**Page extract**
-.-.-

Tracey Emin: A Second Life

An absolute tour de force celebrates the life – and second life – of an artist who has progressed from enfant terrible of the 1990s to darling of the British establishment

Tracey Emin, My Bed, 1998, installation view, Tracey Emin: A Second Life, Tate Modern. © Tracey Emin. All right reserved, DACS 2026. Photo © Tate (Jai Monaghan).

Tate Modern, London
27 February – 31 August 2026

by ANNA McNAY

The bar has been set high. What can I possibly add to the flurry of voices discussing Tracey Emin’s new retrospective exhibition, A Second Life, at Tate Modern, to which there were more than 400 visitors just to the press view? Well, one of the key things talked about by the Tate director, Maria Balshaw, at the press view was the movement from I to You, and how Emin apparently wants her viewers to look at her works and reflect on their own messy lives. So perhaps that is where I ought to begin? I have managed previously to review a couple of her exhibitions for Studio International without gushing too much, but today, at the behest of the artist, I am going to allow myself to ooze.



Tracey Emin, I followed you to the end, 2024. Yale Centre for British Art. © Tracey Emin. All rights reserved, DACS 2026.

-.-.-

[Extracted records]
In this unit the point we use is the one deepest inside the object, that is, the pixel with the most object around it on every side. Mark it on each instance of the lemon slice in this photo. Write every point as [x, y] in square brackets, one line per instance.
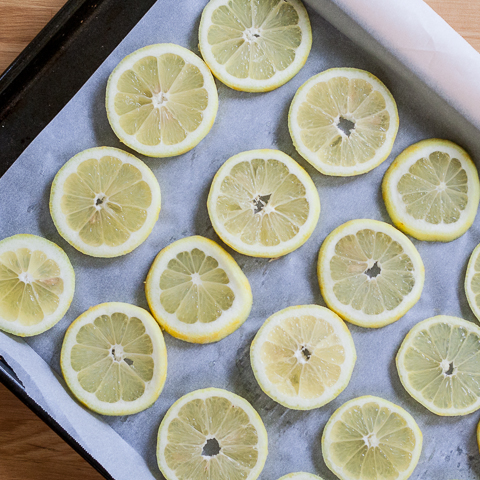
[114, 359]
[105, 202]
[300, 476]
[255, 46]
[432, 190]
[472, 282]
[211, 434]
[303, 357]
[438, 364]
[161, 100]
[343, 121]
[197, 292]
[369, 273]
[262, 203]
[371, 438]
[37, 282]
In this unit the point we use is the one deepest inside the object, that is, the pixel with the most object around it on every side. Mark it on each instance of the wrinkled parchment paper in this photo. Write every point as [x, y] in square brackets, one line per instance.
[126, 445]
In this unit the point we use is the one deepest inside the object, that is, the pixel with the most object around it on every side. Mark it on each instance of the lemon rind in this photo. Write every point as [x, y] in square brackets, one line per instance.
[152, 390]
[402, 372]
[347, 367]
[361, 401]
[251, 85]
[420, 229]
[257, 250]
[381, 155]
[236, 400]
[193, 138]
[326, 283]
[200, 332]
[52, 250]
[72, 237]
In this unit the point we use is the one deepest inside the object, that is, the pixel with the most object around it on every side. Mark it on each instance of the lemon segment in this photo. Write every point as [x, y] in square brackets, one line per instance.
[114, 359]
[472, 282]
[161, 100]
[255, 46]
[105, 202]
[371, 438]
[37, 283]
[343, 121]
[369, 273]
[197, 292]
[211, 434]
[263, 204]
[438, 364]
[303, 357]
[432, 190]
[300, 476]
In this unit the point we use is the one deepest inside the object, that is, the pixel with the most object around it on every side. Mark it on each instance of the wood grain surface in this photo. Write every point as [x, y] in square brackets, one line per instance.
[29, 450]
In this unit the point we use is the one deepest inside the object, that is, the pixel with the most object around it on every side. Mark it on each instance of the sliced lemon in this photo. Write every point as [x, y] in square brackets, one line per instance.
[255, 46]
[371, 438]
[262, 203]
[37, 282]
[105, 202]
[369, 273]
[197, 292]
[439, 365]
[472, 282]
[211, 434]
[432, 190]
[303, 357]
[161, 100]
[343, 121]
[114, 359]
[300, 476]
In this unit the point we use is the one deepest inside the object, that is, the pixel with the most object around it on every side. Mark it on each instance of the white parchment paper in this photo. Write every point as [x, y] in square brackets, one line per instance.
[126, 445]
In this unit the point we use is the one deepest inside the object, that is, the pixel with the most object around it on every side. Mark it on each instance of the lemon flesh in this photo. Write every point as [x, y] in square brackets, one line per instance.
[263, 204]
[472, 282]
[114, 359]
[197, 292]
[105, 202]
[343, 121]
[211, 434]
[432, 190]
[438, 365]
[37, 283]
[368, 438]
[255, 46]
[303, 357]
[369, 273]
[161, 100]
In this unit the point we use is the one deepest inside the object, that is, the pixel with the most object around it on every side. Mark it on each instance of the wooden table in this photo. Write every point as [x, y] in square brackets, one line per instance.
[29, 450]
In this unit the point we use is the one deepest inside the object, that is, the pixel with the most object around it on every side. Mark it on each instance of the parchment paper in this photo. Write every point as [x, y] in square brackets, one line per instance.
[126, 445]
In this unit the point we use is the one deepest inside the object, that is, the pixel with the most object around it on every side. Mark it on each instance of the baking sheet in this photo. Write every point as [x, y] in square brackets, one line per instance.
[126, 445]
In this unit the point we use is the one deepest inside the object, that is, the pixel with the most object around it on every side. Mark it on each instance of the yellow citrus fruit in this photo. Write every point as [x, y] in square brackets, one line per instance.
[37, 282]
[197, 292]
[438, 365]
[255, 46]
[263, 203]
[211, 434]
[105, 202]
[370, 438]
[114, 359]
[432, 190]
[343, 121]
[369, 273]
[303, 357]
[161, 100]
[472, 282]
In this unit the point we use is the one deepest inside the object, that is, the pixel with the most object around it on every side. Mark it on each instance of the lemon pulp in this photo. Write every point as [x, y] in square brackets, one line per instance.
[195, 288]
[30, 286]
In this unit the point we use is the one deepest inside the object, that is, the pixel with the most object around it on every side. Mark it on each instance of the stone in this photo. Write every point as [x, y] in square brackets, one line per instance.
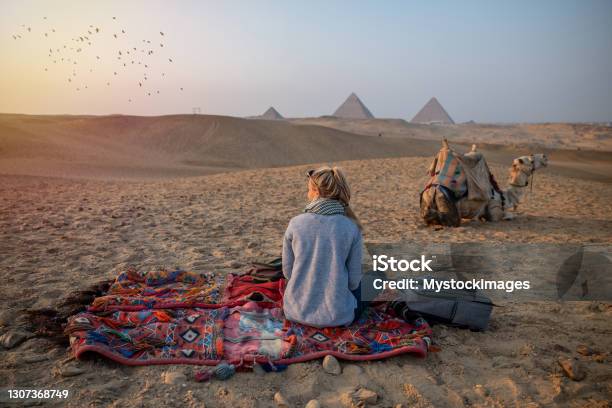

-.-.-

**About this exercise**
In the Tracey Emin exhibition review, copy out the passage from "Tracey Emin, My" up to and including "Tate (Jai Monaghan).", switching "My Bed" to "Unmade Bed".

**Finished task**
Tracey Emin, Unmade Bed, 1998, installation view, Tracey Emin: A Second Life, Tate Modern. © Tracey Emin. All right reserved, DACS 2026. Photo © Tate (Jai Monaghan).